== Passage to read ==
########

Successful exploitation of CVE-2018-15928 could lead to Arbitrary Code Execution in the context of the current user. Due to RedHat the CVSS3 Base Metrics is CVSS:3.0/AV:N/AC:L/PR:N/UI:R/S:U/C:H/I:H/A:H with a CVSS3 Base Score of 8.8.

Zero days are not a rare phenomenon. Between 2013 and 2017[4] about 60% of the exploits were disclosed before the related CVE was published.

For about 20% of vulnerabilities in the NVD exploits are published in the exploit database[5]. Only about 1% of the vulnerabilities are exploited in the wild. Thus CVE-2018-15928 is a really rare event.

Remote code/script execution (RxE) vulnerabilities like CVE-2018-15928 represent about 20% of all vulnerabilities. 43% of the exploits published between 1988 and 2018 are related to RxE vulnerabilities.

Remote Code Execution Vulnerabilities. Data: 1988-2018

RxE Vulnerabilities. Data: 1988-2018

Exploits for Remote Code Execution Vulnerabilities. Data: 1988-2018

Exploits for RxE Vulnerabilities. Data: 1988-2018

About 5% of the RxE vulnerabilities are exploited in the wild.

This means, that RxE vulnerabilities are 5 times more often exploited in the wild then Non-RxE vulnerabilities. They are hacker’s favorites!

########

== Challenge A ==
From the passage on CVE-2018-15928, list every title that ends with "Data: 1988-2018".
== Challenge B ==
Pick out each line in the rows below that contains the word "forearm", and copy it.

Dataset excerpt
########

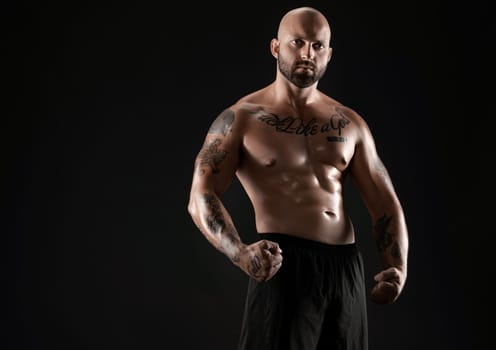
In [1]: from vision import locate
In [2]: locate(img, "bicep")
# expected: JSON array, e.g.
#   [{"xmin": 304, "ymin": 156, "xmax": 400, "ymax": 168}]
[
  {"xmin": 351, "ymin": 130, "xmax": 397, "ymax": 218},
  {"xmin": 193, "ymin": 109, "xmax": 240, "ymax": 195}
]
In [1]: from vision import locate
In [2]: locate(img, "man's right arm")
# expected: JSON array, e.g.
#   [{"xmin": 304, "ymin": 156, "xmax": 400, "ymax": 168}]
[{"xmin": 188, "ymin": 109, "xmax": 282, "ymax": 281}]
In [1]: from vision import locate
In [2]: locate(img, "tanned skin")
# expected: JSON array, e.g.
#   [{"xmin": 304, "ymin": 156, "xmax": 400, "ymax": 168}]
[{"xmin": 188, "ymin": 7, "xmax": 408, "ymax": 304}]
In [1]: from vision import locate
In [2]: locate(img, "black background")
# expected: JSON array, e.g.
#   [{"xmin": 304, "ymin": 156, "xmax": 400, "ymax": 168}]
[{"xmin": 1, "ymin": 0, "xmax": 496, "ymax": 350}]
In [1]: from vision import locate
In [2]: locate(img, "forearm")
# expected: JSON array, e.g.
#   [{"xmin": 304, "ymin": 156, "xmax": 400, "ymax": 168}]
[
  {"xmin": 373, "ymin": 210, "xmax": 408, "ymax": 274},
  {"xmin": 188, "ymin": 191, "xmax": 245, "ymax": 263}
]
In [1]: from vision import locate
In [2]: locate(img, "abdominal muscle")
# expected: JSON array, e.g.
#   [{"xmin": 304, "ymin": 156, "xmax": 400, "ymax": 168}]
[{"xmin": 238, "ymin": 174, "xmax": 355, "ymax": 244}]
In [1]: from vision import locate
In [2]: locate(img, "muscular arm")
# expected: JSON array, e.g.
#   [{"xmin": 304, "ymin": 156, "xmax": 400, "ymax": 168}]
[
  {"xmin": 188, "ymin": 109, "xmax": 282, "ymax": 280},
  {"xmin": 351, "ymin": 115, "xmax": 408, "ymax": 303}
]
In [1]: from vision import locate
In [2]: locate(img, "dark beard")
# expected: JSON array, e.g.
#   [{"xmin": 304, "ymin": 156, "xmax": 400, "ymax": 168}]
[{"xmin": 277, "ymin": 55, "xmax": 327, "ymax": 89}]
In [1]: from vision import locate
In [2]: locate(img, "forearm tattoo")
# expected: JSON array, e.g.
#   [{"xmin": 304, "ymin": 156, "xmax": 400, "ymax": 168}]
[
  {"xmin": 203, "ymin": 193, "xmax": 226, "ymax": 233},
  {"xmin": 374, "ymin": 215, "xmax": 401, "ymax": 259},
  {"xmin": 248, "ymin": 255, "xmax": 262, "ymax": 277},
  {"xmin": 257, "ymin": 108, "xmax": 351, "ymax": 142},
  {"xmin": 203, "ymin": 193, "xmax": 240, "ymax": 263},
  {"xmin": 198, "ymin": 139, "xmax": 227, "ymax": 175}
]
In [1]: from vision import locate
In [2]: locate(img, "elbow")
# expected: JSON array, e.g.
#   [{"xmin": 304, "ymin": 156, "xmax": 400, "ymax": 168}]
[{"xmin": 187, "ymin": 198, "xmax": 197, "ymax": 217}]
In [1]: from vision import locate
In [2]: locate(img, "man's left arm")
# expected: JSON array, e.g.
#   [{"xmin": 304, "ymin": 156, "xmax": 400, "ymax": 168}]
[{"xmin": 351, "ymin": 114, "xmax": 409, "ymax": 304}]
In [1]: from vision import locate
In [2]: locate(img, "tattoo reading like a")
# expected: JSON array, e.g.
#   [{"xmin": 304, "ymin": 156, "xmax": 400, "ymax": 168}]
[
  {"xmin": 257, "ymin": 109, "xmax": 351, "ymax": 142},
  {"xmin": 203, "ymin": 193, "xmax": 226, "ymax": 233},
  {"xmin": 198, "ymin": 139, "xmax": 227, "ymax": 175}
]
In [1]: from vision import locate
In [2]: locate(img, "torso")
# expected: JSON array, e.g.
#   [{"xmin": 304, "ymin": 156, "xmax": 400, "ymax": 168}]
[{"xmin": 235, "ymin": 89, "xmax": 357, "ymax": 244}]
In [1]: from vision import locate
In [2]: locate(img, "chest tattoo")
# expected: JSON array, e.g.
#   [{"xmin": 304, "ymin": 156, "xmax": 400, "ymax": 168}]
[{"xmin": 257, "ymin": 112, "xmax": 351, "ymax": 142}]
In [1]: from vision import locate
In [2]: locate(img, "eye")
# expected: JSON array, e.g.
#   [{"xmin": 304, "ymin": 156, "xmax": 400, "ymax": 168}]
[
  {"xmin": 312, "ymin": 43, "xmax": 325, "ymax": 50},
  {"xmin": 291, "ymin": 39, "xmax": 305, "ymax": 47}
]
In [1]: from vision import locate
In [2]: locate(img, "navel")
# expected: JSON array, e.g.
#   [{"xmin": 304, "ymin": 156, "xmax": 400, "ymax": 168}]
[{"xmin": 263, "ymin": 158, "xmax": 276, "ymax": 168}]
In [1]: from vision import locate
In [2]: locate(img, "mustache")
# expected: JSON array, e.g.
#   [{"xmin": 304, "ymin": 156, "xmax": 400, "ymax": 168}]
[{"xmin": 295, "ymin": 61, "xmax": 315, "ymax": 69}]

########

== Correct output A ==
- Remote Code Execution Vulnerabilities. Data: 1988-2018
- RxE Vulnerabilities. Data: 1988-2018
- Exploits for Remote Code Execution Vulnerabilities. Data: 1988-2018
- Exploits for RxE Vulnerabilities. Data: 1988-2018

== Correct output B ==
In [2]: locate(img, "forearm")
In [2]: locate(img, "forearm tattoo")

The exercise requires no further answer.